* **EXPLORE THE MATERIAL**
1/ From the advice for charities, extract the passage between "- Update your" and "to mitigate this.", inclusive.
2/ In the advice for charities, what does the text say to consider in case a border delay arises?

Advice for charities and voluntary sector
Voluntary organisations must remain financially robust in order to cope with increased needs and economic uncertainty that may result from a no-deal Brexit and future outbreaks of COVID-19.
Some key steps that charities and voluntary organisations should take now are:
- Identify the costs associated with a decline in the pound, increased inflation, rising prices and supply chain disruption on your operations.
- Ensure you have sufficient funding to cover the identified costs.
- Update your contracts and review your workforce
- Consider alternatives to your current supplies in case any border delay arises.
Although the UK has left the EU, you'll continue to get any EU funding you've already been awarded. This includes funding you're due to get after 31 December 2020. If you're in receipt of EU funding, it will be allocated until the end of the transition period.
You can still apply to some EU funds under the current spending framework during 2021. See Getting EU Funding (GOV.UK website).
You should establish whether a loss in funding after 2020 may create gaps in your income stream and think about how you may be able to mitigate this.

* **DATASET SECTION**
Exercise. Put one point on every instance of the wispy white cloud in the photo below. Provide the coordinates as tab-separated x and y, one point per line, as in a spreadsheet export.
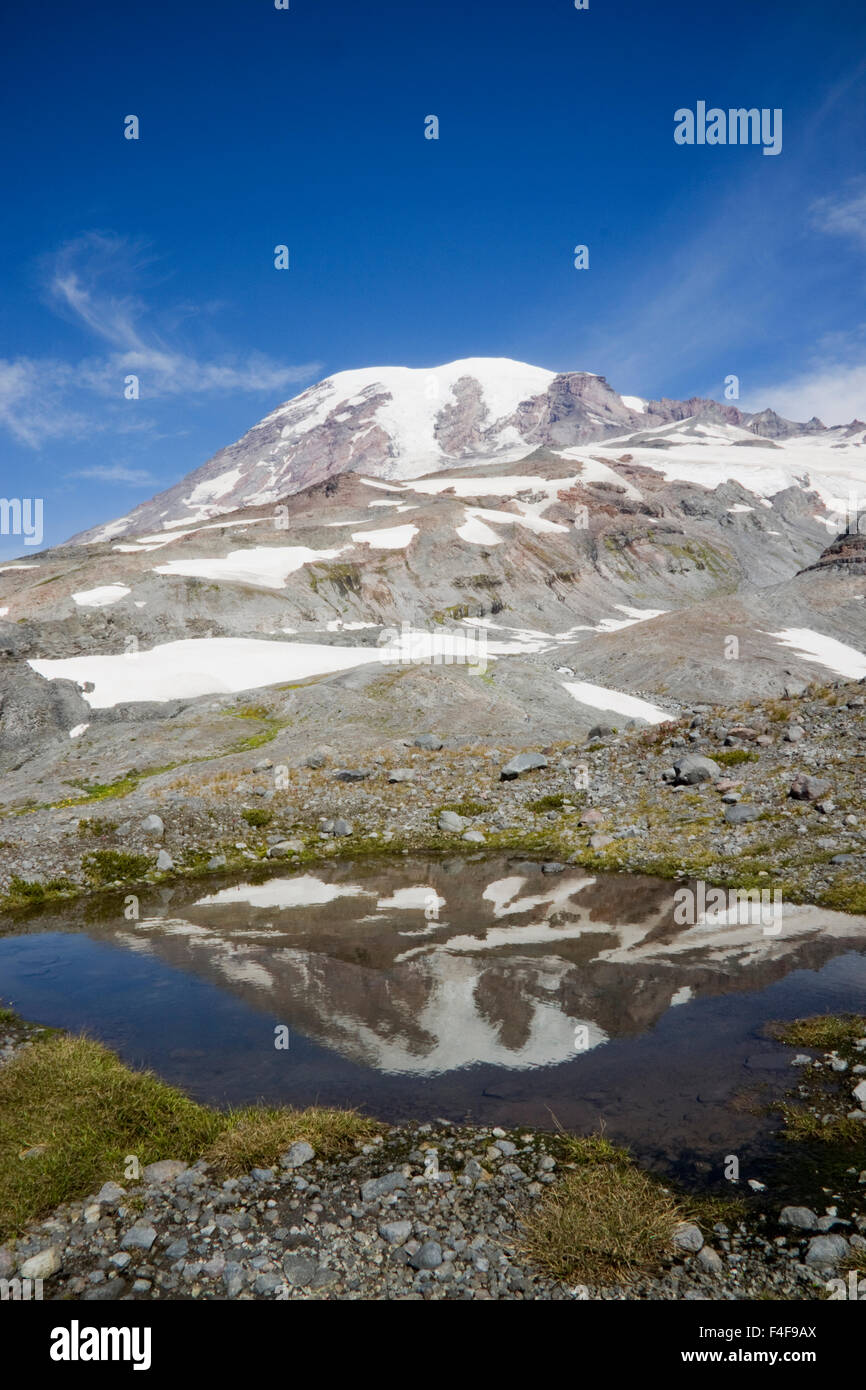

* **RESPONSE LIST**
1/
- Update your contracts and review your workforce
- Consider alternatives to your current supplies in case any border delay arises.
Although the UK has left the EU, you'll continue to get any EU funding you've already been awarded. This includes funding you're due to get after 31 December 2020. If you're in receipt of EU funding, it will be allocated until the end of the transition period.
You can still apply to some EU funds under the current spending framework during 2021. See Getting EU Funding (GOV.UK website).
You should establish whether a loss in funding after 2020 may create gaps in your income stream and think about how you may be able to mitigate this.

2/ Alternatives to current supplies.